Consigne 1. Quelles lignes contiennent la chaîne "stripe"? Recopiez-les toutes, en tenant compte de la casse.

Extrait à lire.
Or, Jodelet et Don Japhet sont les deux meilleurs produits littéraires et dramatiques du poëte Scarron, et on peut ajouter que ces comédies sont aussi pitoyables par le fond que par la forme. Empruntées à la mauvaise école espagnole, elles eurent cependant, nous devons le dire, jusqu'à la venue de Molière, un grand succès non-seulement près des bons habitants de la ville de Paris, mais auprès du Grand Roi et de sa cour. Nous avouerons même encore qu'en 1763, on les reprit et que Don Japhet fut très-suivi; l'auteur des Mémoires secrets en fait le plus grand éloge, il le préfère à beaucoup des pièces de cette époque qui sont cependant, à notre avis, infiniment plus supportables.

Lignes de l'exercice.
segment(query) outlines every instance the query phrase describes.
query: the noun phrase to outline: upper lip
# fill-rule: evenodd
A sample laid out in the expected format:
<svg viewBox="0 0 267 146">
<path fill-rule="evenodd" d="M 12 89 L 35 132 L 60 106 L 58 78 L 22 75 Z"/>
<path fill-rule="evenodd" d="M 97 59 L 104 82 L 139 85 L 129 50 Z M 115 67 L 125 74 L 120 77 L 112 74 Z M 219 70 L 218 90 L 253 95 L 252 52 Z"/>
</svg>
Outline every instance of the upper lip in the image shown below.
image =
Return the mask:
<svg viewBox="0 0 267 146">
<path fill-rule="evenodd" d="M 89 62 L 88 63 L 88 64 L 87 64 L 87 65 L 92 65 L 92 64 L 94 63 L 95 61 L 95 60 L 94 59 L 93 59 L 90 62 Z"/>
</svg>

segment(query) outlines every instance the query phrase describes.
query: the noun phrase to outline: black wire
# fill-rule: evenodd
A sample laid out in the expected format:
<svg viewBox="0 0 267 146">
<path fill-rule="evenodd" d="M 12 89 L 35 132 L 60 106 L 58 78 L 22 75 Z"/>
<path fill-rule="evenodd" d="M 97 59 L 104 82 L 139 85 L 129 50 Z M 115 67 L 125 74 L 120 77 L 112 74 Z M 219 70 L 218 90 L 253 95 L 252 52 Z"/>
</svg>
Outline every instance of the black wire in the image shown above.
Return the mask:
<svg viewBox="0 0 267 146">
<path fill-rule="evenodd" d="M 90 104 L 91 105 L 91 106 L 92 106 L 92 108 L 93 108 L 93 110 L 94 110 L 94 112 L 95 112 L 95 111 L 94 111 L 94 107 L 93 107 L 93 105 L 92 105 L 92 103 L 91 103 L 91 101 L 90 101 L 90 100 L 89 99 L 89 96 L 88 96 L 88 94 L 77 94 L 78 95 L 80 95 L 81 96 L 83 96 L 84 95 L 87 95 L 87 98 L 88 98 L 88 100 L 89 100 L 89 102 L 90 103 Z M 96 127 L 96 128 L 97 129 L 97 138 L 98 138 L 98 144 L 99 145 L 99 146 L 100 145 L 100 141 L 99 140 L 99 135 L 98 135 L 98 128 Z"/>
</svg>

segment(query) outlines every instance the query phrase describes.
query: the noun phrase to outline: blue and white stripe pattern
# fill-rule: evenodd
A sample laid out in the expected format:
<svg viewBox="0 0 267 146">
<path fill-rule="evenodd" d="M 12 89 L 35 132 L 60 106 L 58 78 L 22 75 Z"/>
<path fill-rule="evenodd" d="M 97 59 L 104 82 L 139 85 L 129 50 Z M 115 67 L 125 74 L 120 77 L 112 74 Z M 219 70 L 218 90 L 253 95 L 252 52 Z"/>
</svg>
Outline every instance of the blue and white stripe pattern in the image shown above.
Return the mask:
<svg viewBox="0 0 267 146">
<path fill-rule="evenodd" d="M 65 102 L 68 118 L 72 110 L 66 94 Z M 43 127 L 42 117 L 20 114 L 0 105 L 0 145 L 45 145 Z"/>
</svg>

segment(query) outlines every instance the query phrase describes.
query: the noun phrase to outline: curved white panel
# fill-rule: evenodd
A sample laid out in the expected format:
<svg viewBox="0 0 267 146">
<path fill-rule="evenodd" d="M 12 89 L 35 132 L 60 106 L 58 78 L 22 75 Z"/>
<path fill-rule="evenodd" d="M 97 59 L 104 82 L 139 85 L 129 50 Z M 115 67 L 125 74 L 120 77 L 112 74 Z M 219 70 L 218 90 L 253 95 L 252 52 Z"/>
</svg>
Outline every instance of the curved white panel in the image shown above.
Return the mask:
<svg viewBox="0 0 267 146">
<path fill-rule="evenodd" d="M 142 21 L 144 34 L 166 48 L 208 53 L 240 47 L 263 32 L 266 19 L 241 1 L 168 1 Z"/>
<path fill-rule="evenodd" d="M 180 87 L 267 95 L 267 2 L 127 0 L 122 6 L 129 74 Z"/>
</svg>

Consigne 2. Quels titres d'œuvres l'extrait sur les comédies de Scarron cite-t-il?

Réponse 1.
query: the noun phrase to outline: blue and white stripe pattern
Outline every instance of the blue and white stripe pattern in the image shown above.

Réponse 2. Jodelet, Don Japhet, Mémoires secrets